Gib aus dem Lesetext über die Anschläge in Afghanistan den Abschnitt wortgetreu wieder, der mit „Eine Analyse von“ beginnt und mit „durch IS-Terroristen getötet.“ endet.

▶ Lesetext:
--

Eine Analyse von Seyed Alireza Mousavi
Afghanistan wurde seit der Machtübernahme der Taliban von einer Reihe von Anschlägen heimgesucht. In den vergangenen Wochen hatte die Gruppierung "Islamischer Staat Khorasan", ein regionaler Ableger der IS-Dschihadistenmiliz, die Verantwortung für Anschläge gegen Zivilisten übernommen. Derartige Anschläge sind im Grunde gezielt gegen Minderheiten (wie die schiitischen Hazara) und Taliban-Funktionäre gerichtet: Vor Kurzem kam es zu tödlichen Explosionen in den schiitischen Moscheen in Kandahar und Kundus. Auch ein ranghoher Kommandeur der Taliban wurde bei einem Terrorangriff am Dienstag auf eine Klinik in Kabul durch IS-Terroristen getötet.

--

▶ Datenliste:
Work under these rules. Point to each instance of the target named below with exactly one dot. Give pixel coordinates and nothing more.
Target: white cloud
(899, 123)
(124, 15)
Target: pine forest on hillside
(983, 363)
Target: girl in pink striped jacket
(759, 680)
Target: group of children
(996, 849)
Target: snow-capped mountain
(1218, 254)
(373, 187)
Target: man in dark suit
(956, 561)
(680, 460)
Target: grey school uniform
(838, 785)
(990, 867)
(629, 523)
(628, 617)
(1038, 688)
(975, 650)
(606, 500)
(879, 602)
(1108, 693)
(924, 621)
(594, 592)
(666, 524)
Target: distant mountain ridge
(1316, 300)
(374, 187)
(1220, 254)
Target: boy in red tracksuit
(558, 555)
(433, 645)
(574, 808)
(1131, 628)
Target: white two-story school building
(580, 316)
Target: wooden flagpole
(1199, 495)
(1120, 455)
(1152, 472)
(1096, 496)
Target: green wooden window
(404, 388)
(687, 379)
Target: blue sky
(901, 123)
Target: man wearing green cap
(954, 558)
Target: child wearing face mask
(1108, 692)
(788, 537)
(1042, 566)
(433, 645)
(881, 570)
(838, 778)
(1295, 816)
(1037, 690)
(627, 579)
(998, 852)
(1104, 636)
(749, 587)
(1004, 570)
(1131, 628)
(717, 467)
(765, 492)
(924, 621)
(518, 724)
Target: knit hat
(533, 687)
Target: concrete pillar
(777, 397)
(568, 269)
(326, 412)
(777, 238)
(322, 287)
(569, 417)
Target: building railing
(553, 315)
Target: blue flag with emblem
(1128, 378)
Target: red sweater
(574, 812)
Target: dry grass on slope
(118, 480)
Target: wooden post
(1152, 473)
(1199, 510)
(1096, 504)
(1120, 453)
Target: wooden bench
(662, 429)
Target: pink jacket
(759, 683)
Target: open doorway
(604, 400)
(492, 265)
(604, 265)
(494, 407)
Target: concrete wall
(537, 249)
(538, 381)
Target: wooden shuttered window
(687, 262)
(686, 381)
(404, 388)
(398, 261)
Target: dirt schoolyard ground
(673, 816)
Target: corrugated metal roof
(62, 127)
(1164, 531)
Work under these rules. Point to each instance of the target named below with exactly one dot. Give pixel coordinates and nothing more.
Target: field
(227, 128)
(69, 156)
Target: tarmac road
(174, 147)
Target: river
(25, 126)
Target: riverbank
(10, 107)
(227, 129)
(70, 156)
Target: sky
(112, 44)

--

▶ Lösung:
Eine Analyse von Seyed Alireza Mousavi
Afghanistan wurde seit der Machtübernahme der Taliban von einer Reihe von Anschlägen heimgesucht. In den vergangenen Wochen hatte die Gruppierung "Islamischer Staat Khorasan", ein regionaler Ableger der IS-Dschihadistenmiliz, die Verantwortung für Anschläge gegen Zivilisten übernommen. Derartige Anschläge sind im Grunde gezielt gegen Minderheiten (wie die schiitischen Hazara) und Taliban-Funktionäre gerichtet: Vor Kurzem kam es zu tödlichen Explosionen in den schiitischen Moscheen in Kandahar und Kundus. Auch ein ranghoher Kommandeur der Taliban wurde bei einem Terrorangriff am Dienstag auf eine Klinik in Kabul durch IS-Terroristen getötet.